■ DIRECTIVE
Identify every line in the data that contains the string "tire", and copy each of those lines.

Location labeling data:
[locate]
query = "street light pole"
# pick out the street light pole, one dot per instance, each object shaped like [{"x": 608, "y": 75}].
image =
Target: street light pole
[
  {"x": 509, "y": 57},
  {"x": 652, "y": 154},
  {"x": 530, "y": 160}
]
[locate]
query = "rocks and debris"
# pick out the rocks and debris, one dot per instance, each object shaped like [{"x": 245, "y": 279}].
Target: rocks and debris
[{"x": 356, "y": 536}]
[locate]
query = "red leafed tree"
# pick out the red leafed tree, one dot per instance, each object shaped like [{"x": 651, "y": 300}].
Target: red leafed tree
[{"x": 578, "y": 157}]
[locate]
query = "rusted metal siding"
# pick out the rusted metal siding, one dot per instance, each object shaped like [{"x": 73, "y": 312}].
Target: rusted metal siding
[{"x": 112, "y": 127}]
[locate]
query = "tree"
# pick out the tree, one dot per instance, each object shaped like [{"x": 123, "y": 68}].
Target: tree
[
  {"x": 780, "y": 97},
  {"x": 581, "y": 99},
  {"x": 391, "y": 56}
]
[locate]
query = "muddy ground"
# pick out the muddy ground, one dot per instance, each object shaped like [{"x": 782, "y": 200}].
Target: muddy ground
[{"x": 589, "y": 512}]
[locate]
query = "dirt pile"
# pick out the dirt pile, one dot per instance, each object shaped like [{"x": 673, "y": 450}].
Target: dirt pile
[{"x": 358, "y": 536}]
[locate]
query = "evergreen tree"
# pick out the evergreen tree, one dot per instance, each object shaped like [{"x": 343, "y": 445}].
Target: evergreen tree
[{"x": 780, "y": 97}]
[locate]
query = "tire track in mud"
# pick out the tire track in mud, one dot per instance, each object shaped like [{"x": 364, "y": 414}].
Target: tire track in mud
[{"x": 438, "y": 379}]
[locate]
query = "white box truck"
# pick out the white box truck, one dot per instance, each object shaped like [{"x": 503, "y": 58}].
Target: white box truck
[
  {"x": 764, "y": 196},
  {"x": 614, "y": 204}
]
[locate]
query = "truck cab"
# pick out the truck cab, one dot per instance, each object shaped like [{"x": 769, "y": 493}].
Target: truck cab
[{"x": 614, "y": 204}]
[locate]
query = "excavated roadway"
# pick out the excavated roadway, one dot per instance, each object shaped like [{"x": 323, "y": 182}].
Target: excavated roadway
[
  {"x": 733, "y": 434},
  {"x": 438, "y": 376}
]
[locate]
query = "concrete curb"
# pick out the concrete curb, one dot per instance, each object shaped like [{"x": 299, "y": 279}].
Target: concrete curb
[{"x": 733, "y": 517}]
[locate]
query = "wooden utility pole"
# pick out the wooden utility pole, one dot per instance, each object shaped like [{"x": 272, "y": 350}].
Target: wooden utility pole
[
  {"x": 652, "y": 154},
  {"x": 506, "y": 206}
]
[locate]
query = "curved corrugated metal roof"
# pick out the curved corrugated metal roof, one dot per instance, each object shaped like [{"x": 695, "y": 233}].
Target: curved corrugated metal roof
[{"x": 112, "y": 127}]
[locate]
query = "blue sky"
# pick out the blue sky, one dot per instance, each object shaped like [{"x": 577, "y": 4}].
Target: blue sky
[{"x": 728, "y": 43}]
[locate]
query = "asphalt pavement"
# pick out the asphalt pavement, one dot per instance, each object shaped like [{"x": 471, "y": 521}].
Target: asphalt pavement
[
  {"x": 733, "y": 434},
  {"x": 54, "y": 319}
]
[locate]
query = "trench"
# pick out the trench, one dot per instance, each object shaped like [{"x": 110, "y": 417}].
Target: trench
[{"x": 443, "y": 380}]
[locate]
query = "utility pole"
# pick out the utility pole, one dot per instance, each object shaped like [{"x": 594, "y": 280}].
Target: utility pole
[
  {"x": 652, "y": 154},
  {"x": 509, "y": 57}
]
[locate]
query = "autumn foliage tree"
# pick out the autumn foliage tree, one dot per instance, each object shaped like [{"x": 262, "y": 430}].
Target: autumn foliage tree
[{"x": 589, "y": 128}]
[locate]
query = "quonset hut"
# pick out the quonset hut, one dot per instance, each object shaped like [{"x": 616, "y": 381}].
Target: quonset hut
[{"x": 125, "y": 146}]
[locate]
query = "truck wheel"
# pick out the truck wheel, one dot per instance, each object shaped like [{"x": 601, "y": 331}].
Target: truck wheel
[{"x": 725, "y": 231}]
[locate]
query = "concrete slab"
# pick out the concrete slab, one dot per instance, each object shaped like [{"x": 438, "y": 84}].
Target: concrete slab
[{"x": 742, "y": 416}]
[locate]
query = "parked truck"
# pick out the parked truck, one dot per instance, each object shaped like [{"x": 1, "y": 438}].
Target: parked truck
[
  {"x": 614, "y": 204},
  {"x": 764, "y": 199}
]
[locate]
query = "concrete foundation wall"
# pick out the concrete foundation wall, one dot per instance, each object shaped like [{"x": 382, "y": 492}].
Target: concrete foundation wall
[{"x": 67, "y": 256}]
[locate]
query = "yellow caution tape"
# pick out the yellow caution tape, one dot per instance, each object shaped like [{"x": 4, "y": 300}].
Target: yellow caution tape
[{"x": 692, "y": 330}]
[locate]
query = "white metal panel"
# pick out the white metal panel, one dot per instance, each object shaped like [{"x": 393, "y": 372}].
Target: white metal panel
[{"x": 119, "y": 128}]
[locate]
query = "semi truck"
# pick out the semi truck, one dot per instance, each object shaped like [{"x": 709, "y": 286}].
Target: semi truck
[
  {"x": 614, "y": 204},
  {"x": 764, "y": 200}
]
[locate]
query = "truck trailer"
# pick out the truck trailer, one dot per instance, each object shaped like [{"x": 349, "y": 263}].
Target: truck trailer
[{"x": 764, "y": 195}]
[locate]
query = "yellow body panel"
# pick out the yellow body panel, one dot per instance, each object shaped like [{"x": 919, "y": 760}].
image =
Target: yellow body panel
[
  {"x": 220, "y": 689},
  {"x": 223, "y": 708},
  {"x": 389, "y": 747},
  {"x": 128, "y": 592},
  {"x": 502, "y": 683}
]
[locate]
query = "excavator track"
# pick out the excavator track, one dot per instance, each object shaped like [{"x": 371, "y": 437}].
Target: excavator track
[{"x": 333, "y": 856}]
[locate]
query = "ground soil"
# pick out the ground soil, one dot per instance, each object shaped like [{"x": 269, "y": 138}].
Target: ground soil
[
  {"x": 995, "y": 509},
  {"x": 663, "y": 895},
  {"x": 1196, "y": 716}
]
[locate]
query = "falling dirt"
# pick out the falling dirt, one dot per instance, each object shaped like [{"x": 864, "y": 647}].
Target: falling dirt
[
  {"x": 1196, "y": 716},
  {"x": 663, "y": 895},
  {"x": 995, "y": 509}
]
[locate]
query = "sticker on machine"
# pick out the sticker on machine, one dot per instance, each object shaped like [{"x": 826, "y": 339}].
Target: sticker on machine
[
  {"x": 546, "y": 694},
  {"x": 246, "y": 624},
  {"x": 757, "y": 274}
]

■ SOLUTION TO THIS EXERCISE
query = "tire track in mud"
# pick out the tire track in mud, one dot per instance, each object shaped like [{"x": 364, "y": 414}].
Target: tire track in mud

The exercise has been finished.